▸ Task prompt
Give the number of lines in the listing below that include the word "tree", with nothing more.

•••

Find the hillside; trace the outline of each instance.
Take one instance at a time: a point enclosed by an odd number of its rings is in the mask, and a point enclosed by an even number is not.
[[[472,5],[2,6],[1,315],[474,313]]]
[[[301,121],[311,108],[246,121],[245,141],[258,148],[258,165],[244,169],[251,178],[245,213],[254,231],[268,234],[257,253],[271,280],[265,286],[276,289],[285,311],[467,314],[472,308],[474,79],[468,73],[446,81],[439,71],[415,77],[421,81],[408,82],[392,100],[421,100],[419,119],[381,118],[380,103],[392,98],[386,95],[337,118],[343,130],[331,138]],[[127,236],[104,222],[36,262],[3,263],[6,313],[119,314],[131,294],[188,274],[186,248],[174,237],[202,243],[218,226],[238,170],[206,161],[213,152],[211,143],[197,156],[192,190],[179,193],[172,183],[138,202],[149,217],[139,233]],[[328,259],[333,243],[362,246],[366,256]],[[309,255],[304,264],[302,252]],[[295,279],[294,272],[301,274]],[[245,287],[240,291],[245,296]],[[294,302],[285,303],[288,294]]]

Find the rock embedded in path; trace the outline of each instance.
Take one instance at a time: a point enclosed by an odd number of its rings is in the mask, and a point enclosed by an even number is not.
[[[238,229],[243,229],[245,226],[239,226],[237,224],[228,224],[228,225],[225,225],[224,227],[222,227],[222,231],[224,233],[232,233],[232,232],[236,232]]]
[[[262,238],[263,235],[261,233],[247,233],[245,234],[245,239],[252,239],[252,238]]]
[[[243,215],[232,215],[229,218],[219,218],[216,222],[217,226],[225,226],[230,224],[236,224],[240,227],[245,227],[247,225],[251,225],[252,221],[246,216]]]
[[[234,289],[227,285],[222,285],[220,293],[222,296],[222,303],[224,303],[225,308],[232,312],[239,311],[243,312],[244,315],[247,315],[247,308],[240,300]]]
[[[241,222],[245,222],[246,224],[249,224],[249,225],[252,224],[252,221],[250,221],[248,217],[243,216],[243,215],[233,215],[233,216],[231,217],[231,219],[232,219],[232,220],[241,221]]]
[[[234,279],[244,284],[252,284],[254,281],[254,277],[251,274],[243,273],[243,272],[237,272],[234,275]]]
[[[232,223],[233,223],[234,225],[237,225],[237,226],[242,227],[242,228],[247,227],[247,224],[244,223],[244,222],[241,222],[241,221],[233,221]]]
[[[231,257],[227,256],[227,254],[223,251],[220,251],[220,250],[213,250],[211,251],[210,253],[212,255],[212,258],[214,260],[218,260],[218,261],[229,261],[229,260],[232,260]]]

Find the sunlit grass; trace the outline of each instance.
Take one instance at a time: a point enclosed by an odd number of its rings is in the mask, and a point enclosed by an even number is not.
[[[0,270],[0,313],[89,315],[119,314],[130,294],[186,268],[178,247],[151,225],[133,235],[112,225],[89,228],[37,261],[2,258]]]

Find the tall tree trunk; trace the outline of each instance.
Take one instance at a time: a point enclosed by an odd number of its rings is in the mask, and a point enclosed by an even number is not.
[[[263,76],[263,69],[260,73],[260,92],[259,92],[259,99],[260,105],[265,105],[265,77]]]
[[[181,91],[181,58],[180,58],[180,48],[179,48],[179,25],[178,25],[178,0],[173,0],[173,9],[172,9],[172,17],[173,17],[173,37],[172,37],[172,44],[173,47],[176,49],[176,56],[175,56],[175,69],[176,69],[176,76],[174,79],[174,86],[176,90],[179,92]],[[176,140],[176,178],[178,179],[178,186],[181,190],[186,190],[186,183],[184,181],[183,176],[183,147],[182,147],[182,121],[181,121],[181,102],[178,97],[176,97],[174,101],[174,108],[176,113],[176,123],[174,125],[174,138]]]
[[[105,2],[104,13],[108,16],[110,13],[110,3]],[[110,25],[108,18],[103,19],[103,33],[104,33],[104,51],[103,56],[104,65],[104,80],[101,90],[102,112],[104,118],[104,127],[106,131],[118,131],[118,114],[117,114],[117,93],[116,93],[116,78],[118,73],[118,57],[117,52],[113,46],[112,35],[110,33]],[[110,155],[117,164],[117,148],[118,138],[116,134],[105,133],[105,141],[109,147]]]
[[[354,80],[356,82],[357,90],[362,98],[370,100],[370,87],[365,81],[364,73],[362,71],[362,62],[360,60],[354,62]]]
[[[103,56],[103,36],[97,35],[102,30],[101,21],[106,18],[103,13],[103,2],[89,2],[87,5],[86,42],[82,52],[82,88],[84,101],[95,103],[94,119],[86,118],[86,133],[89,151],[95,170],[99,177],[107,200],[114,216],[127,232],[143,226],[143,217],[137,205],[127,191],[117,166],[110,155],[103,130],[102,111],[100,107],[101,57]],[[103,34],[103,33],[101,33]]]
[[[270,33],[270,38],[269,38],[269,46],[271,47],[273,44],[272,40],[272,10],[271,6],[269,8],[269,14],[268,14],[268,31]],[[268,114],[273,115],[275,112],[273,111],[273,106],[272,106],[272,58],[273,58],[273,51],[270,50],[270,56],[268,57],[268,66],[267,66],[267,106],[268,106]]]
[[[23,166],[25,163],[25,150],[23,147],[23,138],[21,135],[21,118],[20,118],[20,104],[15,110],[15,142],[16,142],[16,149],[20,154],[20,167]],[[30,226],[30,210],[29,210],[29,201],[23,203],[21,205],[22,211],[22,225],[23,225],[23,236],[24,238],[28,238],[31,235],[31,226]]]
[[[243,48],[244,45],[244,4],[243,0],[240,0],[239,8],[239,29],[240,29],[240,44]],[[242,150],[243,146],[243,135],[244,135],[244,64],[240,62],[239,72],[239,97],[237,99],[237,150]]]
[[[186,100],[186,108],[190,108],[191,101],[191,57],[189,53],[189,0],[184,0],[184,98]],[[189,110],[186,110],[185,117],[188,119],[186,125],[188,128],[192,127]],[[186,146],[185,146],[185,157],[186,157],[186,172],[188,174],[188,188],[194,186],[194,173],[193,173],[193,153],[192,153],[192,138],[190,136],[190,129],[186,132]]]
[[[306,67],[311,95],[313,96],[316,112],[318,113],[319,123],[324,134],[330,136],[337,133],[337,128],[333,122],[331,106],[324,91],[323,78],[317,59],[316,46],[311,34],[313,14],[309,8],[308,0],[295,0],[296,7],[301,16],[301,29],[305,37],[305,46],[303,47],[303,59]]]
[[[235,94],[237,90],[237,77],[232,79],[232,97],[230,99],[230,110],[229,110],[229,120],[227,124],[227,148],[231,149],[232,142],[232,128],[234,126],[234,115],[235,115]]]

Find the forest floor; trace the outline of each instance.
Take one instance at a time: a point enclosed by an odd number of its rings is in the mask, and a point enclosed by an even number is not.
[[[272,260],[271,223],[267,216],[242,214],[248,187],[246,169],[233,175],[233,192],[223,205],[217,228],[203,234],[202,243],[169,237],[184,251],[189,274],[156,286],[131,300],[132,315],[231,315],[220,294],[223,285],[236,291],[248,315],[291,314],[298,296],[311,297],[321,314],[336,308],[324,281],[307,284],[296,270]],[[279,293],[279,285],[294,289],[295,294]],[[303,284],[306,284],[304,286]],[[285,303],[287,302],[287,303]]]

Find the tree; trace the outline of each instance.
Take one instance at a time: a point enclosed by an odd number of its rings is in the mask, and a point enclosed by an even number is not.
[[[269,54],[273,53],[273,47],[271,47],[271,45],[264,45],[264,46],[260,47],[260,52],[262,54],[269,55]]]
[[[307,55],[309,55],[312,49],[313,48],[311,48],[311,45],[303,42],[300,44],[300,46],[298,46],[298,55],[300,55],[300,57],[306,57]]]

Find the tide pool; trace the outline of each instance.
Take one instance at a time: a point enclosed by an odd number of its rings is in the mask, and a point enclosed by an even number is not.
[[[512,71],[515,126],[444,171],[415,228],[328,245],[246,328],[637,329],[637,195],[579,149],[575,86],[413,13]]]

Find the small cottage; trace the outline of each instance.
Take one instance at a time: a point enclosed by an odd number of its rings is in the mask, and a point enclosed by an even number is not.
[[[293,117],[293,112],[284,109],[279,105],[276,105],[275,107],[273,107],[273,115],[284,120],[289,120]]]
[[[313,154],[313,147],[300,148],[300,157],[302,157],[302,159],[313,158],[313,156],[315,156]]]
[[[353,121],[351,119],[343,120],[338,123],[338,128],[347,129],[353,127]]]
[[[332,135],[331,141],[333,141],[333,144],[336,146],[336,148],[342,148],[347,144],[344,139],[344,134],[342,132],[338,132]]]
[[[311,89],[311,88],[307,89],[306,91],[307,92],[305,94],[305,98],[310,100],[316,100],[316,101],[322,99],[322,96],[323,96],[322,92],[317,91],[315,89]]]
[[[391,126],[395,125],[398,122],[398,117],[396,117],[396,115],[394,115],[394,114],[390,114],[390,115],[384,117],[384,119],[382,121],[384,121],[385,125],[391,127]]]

•••

▸ Task response
2